• Provided passage:
....
Keeping up Doctor Who’s tradition of placing its most off-kilter episodes just before the season finale, “In the Forest of the Night” is a rather lyrical fable about trust and fear of the unknown. Writer Frank Cottrell-Boyce is an acclaimed author of children’s novels, so it’s no surprise that a group of schoolchildren, under the supervision of Clara (Jenna Coleman) and Danny Pink (Samuel Anderson), are at the center of the tale. One morning, they wake up to a startling transformation: A dense forest has inexplicably appeared overnight to cover all of London (and the rest of the world). A baffled Doctor (Peter Capaldi) has landed nearby, and soon joins them to investigate.
The production design successfully creates the impression of the whole city swallowed up by the forest, with pieces of familiar iconography, like the stone lions of Trafalgar Square, surrounded by greenery. This London is completely deserted, in defiance of any realistic expectations, an obviously deliberate choice on Cottrell-Boyce’s part, sacrificing realism in favor of a more stylized, fairy-tale feel. Apart from a few perfunctory news clips and one sequence with some workmen attempting to burn a path through the forest, the outside world is kept firmly off screen.
It turns out that the trees are the work of an ancient, benign intelligence that’s dwelled on Earth unnoticed for millennia, using them to protect the world against an imminent solar flare. It’s a refreshingly unusual choice to have a story with no villain at all, and the Doctor triumphs by understanding what’s going on rather than fighting it. However, it does mean that the episode finds it difficult to have an evolving plot; it’s more a succession of set pieces. Finding a way to give the children an active involvement, rather than having them simply trailing after Clara, Danny, and the Doctor from place to place, is also a problem. Near the end, the Doctor sets up a “worldwide phone call” so that the children can tell everyone not to attack the trees, which feels like a rather desperate attempt to give the kids some relevance. It’s also, interestingly, the Doctor’s one positive action in the episode; in the face of a world-covering forest, he’s unusually helpless (a clever use of the old “sonic screwdriver doesn’t work on wood” gag). Fortuitously, his enforced inaction is just what the situation requires.
A young girl, Maebh Arden (Abigail Eames), is the only person able to sense the strange intelligence, after the trauma of her older sister going missing has left her mentally receptive to it. Director Sheree Folkson keeps us sharing Maebh’s point of view with heavy use of fisheye lenses and low-angle shots (particularly when the Doctor looms over her). The sudden reappearance of her sister at the end looks at first like a tacked-on, bogus happy ending, like that of the 2011 Christmas special “The Doctor, the Widow and the Wardrobe,” but the intended inference seems to be that the intelligence took her so that Maebh would become a channel it could use to communicate, and is now returning her unharmed. As with the Doctor earlier expressing disgust at Maebh being given medication to quiet the “voices” in her head (as if using drugs to combat mental illness is necessarily a bad thing), there’s a somewhat careless glibness to the scripting here, with this abduction being left unexamined.
....
• Recorded information:
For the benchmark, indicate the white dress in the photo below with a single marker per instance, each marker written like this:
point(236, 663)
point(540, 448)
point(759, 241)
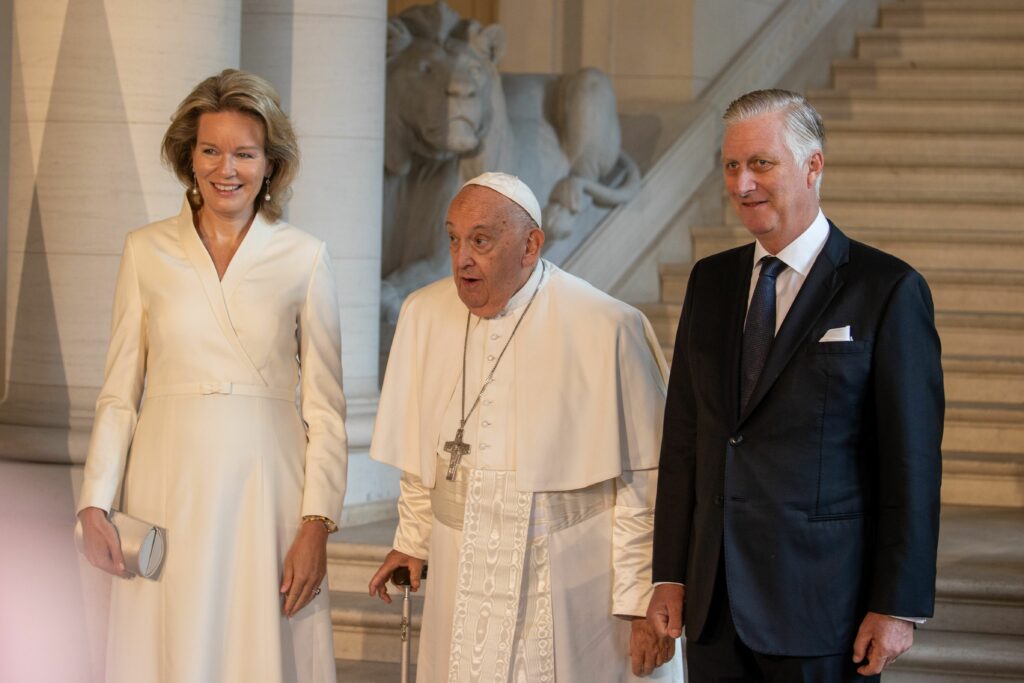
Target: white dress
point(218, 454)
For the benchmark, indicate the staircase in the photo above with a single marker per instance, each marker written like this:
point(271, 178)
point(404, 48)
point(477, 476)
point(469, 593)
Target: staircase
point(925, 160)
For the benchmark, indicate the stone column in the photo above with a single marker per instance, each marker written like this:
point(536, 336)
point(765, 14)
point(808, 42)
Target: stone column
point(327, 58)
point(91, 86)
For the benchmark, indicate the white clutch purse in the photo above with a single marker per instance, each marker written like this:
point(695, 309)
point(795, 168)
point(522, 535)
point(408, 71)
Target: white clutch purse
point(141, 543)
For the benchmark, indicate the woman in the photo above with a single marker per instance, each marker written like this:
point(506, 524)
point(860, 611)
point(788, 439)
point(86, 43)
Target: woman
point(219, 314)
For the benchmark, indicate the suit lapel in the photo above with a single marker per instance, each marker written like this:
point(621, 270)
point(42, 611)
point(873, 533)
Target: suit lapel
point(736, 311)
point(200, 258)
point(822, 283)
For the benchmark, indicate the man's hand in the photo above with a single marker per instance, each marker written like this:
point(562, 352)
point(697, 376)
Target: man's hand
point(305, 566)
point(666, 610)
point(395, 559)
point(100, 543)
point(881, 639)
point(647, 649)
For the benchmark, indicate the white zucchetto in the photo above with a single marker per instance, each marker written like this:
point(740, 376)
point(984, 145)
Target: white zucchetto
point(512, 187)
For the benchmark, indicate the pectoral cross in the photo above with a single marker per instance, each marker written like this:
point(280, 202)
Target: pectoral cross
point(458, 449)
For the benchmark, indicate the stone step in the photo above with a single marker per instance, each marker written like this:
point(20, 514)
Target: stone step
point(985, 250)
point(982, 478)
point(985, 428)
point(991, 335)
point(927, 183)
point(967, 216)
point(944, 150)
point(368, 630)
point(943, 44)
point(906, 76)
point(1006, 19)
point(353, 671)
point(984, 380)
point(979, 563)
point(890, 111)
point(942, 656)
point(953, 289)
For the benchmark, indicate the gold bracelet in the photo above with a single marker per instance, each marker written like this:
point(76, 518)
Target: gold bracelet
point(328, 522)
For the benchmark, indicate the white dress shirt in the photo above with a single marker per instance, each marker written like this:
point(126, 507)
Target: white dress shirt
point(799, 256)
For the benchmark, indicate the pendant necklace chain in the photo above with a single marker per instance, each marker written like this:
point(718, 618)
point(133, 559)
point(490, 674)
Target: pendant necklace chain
....
• Exercise aim:
List every actor named in the Doctor Who episode review, each with the character they play.

• Expected answer:
- Jenna Coleman: Clara
- Samuel Anderson: Danny Pink
- Peter Capaldi: the Doctor
- Abigail Eames: Maebh Arden